Source data:

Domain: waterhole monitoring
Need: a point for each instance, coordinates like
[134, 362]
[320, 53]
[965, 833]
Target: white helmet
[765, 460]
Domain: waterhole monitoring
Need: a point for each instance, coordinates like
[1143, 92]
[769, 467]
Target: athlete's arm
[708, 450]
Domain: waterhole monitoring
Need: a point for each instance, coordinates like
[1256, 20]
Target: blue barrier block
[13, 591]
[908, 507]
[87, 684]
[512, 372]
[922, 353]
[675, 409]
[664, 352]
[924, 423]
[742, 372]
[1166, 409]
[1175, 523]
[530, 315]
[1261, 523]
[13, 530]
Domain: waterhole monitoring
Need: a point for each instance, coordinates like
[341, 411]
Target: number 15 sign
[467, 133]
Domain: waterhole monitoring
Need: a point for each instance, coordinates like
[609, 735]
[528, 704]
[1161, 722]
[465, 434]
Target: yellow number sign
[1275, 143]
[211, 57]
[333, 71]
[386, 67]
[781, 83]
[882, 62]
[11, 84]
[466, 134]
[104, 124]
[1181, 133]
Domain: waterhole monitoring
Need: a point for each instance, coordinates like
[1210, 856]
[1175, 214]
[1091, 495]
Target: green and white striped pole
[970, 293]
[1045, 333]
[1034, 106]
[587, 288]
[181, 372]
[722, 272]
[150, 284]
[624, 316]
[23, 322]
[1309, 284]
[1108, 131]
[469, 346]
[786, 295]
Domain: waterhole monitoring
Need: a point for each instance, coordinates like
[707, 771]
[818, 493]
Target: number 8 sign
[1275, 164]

→ **PROBLEM**:
All of the data needs to be reproduced exactly, with no line missing.

→ **PROBLEM SOLUTION**:
Domain: waterhole monitoring
Need: a point for each instance, coordinates like
[134, 362]
[320, 53]
[965, 833]
Target: white helmet
[765, 460]
Domain: waterhole monitoring
Need: a point for each instance, coordinates like
[1143, 92]
[769, 467]
Target: athlete's arm
[708, 450]
Domain: waterhole monitoring
Need: a point for each instance, coordinates like
[1256, 20]
Target: blue barrier block
[13, 591]
[908, 507]
[87, 684]
[512, 372]
[922, 353]
[675, 409]
[664, 352]
[924, 423]
[742, 372]
[1166, 409]
[1175, 523]
[530, 315]
[1261, 523]
[13, 530]
Domain: waterhole monitoring
Need: a point for each instance, coordinates like
[341, 411]
Target: number 15 sign
[467, 133]
Domain: waterhole monitoring
Need: a point for each instance, coordinates like
[609, 735]
[528, 704]
[1161, 722]
[465, 434]
Target: yellow number sign
[1275, 143]
[211, 57]
[333, 71]
[386, 67]
[781, 83]
[882, 62]
[11, 84]
[466, 134]
[104, 124]
[1181, 133]
Domain: waterhole monitoring
Need: a point for each instance, coordinates like
[1210, 856]
[1175, 214]
[1091, 495]
Target: green and white striped pole
[970, 293]
[1045, 333]
[1034, 106]
[587, 288]
[181, 372]
[722, 272]
[150, 284]
[624, 316]
[23, 322]
[1309, 284]
[1108, 131]
[469, 346]
[786, 295]
Domain: waterhole monitoring
Need: a point for each instance, coordinates like
[707, 771]
[818, 493]
Target: number 8 sign
[1275, 164]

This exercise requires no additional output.